#### ACTION ITEM
Collect each line of the records containing the string "instance".

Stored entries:

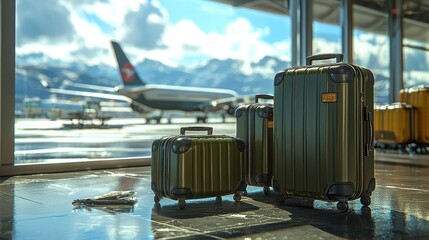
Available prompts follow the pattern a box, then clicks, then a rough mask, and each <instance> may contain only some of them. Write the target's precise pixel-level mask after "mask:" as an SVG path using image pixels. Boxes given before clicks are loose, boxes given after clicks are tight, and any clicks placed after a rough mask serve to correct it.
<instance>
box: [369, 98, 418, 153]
mask: <svg viewBox="0 0 429 240" xmlns="http://www.w3.org/2000/svg"><path fill="white" fill-rule="evenodd" d="M415 114H416V112H415V111H414V107H413V106H411V105H407V104H405V103H393V104H391V105H387V106H382V107H378V108H375V109H374V122H375V124H374V133H375V140H376V141H377V142H378V143H388V144H399V145H405V144H408V143H411V142H414V126H415V122H416V117H415Z"/></svg>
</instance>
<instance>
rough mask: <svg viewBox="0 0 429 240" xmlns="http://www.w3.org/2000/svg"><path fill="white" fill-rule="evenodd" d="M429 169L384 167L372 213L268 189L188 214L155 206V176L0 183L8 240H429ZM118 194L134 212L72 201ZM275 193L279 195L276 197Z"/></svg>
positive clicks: (141, 171) (18, 180) (136, 174)
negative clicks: (235, 201)
mask: <svg viewBox="0 0 429 240" xmlns="http://www.w3.org/2000/svg"><path fill="white" fill-rule="evenodd" d="M427 163H428V164H427V165H425V164H420V165H410V164H405V165H404V164H402V165H398V164H392V163H389V164H385V163H383V164H381V163H377V164H376V178H377V188H376V190H375V192H374V193H373V198H372V204H371V206H370V208H362V207H361V205H360V203H359V201H351V202H350V209H349V211H348V212H347V213H339V212H337V210H336V207H335V203H326V202H321V201H315V202H312V201H308V200H297V199H294V200H289V201H288V202H287V203H286V204H285V205H282V206H278V205H276V204H274V202H275V196H274V194H271V195H270V196H269V197H265V196H264V195H263V193H262V189H261V188H250V189H249V194H248V196H247V197H243V198H242V201H241V202H240V203H235V202H234V201H233V200H232V196H231V195H229V196H225V197H223V202H222V204H220V205H216V204H215V199H214V198H213V199H204V200H194V201H187V207H186V209H185V210H179V209H178V208H177V203H176V202H175V201H172V200H168V199H162V200H161V206H156V205H154V202H153V193H152V191H151V190H150V168H149V167H142V168H127V169H116V170H99V171H89V172H74V173H62V174H49V175H32V176H16V177H12V178H3V179H0V199H1V200H0V218H1V222H0V231H1V233H0V239H151V238H186V239H223V238H239V239H317V238H319V239H336V238H341V239H344V238H346V239H356V238H359V239H371V238H377V239H379V238H380V239H383V238H386V239H392V238H395V239H429V202H428V199H429V177H428V175H429V174H428V173H429V160H428V162H427ZM113 190H134V191H136V192H137V195H136V196H137V198H138V203H137V205H135V206H134V207H133V208H114V207H110V208H108V207H105V208H81V209H74V208H73V206H72V201H73V200H74V199H77V198H84V197H88V196H95V195H100V194H104V193H107V192H109V191H113ZM271 193H273V192H271Z"/></svg>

#### RESULT FOR THIS TASK
Available prompts follow the pattern a box, then clicks, then a rough mask, and each <instance> may contain only some of them. Write the target's precise pixel-level mask after "mask:" as an SVG path using image pixels. Boxes given before clicks are loose, boxes given after clicks are tight, and any clicks placed after a rough mask serve to correct it.
<instance>
</instance>
<instance>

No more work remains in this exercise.